---------- Records shown

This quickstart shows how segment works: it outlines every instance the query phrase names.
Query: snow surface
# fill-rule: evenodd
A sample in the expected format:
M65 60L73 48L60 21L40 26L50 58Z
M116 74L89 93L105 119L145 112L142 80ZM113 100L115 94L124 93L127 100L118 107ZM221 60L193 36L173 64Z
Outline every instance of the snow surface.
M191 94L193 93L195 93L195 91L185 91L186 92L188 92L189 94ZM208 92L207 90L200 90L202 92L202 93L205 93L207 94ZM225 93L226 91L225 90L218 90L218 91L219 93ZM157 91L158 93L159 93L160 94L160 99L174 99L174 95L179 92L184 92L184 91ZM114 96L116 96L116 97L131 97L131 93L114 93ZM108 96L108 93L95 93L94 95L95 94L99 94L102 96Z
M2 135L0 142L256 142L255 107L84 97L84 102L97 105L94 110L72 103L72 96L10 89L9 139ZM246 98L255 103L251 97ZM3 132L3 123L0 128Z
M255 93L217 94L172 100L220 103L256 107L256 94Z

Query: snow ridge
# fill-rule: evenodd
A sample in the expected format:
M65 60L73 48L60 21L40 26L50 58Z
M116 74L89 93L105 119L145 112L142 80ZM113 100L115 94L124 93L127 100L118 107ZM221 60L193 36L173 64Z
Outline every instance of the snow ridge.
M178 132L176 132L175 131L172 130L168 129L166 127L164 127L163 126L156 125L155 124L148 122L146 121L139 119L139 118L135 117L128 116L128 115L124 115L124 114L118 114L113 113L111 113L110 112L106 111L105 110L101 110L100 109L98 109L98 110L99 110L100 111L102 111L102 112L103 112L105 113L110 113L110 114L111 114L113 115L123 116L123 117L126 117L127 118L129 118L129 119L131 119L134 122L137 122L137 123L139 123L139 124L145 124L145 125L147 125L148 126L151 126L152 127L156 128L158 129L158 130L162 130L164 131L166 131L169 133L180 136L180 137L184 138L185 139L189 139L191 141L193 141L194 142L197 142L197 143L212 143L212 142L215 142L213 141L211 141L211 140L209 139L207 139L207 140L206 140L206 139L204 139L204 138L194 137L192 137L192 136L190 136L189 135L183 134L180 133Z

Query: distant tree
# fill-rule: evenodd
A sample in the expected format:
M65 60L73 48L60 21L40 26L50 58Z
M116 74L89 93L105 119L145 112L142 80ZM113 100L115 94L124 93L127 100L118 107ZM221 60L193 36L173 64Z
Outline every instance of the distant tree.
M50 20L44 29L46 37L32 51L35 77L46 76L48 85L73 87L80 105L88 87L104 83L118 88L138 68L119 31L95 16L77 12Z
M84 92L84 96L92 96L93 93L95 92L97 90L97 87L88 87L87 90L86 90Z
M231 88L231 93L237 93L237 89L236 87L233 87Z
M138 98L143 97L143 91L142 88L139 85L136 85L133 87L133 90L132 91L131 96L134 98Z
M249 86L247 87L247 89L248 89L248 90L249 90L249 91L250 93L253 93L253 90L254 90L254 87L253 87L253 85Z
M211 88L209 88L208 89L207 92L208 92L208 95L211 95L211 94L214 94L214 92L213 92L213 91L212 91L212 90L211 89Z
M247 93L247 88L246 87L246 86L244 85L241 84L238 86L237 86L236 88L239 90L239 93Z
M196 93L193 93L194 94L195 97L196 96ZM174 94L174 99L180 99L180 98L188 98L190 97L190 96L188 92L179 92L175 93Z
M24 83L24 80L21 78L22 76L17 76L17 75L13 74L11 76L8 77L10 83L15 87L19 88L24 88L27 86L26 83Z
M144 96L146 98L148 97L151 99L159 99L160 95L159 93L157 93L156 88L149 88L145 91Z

--------------------

• **Given task**
Reproduce all of the records above verbatim.

• **Task result**
This quickstart shows how segment works: it outlines every instance the query phrase names.
Query: snow surface
# fill-rule: evenodd
A sample in the expected format:
M65 60L73 48L60 21L40 26L50 58Z
M116 74L89 93L105 119L145 112L142 80ZM113 100L115 94L124 93L127 100L118 107ZM221 60L193 36L173 64Z
Outline every instance of the snow surface.
M191 94L193 93L195 93L195 91L185 91L186 92L188 92L189 94ZM208 92L207 90L200 90L202 92L202 93L205 93L207 94ZM225 93L226 91L225 90L218 90L218 91L219 93ZM157 91L158 93L159 93L160 94L160 99L174 99L174 95L179 92L184 92L184 91ZM114 96L116 96L116 97L131 97L131 93L114 93ZM108 96L108 93L95 93L94 95L95 94L99 94L102 96Z
M2 135L0 142L256 142L255 107L84 97L84 102L97 105L94 110L72 103L72 96L10 89L9 139ZM246 98L255 103L251 97ZM3 132L3 123L0 128Z
M255 93L217 94L172 100L220 103L256 107L256 94Z

Query: snow ridge
# fill-rule: evenodd
A sample in the expected format:
M65 60L73 48L60 21L40 26L50 58Z
M116 74L89 93L105 119L145 112L142 80ZM113 100L115 94L124 93L127 100L118 107ZM221 60L193 36L173 64Z
Outline every instance of the snow ridge.
M178 132L176 132L175 131L172 130L168 129L166 127L164 127L163 126L156 125L155 124L148 122L146 121L139 119L139 118L135 117L128 116L128 115L124 115L124 114L118 114L113 113L111 113L110 112L106 111L105 110L101 110L100 109L98 109L98 110L99 110L100 111L102 111L102 112L103 112L105 113L110 113L110 114L111 114L113 115L123 116L123 117L126 117L127 118L129 118L129 119L131 119L134 122L137 122L137 123L139 123L139 124L145 124L145 125L147 125L148 126L151 126L152 127L156 128L158 129L158 130L162 130L164 131L166 131L169 133L180 136L180 137L184 138L185 139L189 139L191 141L193 141L194 142L197 142L197 143L212 143L212 142L215 142L213 141L211 141L211 140L209 139L207 139L207 140L206 140L206 139L204 139L204 138L194 137L192 137L192 136L190 136L189 135L183 134L180 133Z

Query: distant tree
# fill-rule: evenodd
A sample in the expected format:
M65 60L73 48L60 21L40 26L50 58Z
M116 74L89 93L105 119L145 112L142 80ZM113 100L115 94L124 93L127 100L118 107ZM221 60L193 36L173 64Z
Outline every instance of the distant tree.
M50 20L44 29L46 37L32 51L35 77L46 76L48 85L73 87L80 105L88 87L104 83L118 88L138 68L119 31L95 16L77 12Z
M84 92L84 96L92 96L93 93L95 92L97 90L97 87L88 87L87 90L86 90Z
M231 88L231 93L237 93L237 89L236 87L233 87Z
M138 98L143 97L143 91L142 88L139 85L136 85L133 87L133 90L132 91L131 96L134 98Z
M249 86L247 87L247 89L248 89L248 90L249 90L249 91L250 93L253 93L253 90L254 90L254 87L253 87L253 85Z
M211 88L209 88L208 89L207 92L208 92L208 95L211 95L211 94L214 94L214 92L213 92L213 91L212 91L212 90L211 89Z
M247 93L247 88L246 87L246 86L244 85L241 84L238 86L237 86L236 88L239 90L239 93Z
M196 93L193 93L194 94L195 97L196 96ZM174 94L174 99L180 99L180 98L188 98L190 97L190 96L188 92L179 92L175 93Z
M24 83L24 80L21 78L22 76L17 76L17 75L13 74L11 76L8 77L10 83L15 87L19 88L24 88L27 86L26 83Z
M144 96L146 98L148 97L151 99L159 99L160 95L159 93L157 93L156 88L149 88L145 91Z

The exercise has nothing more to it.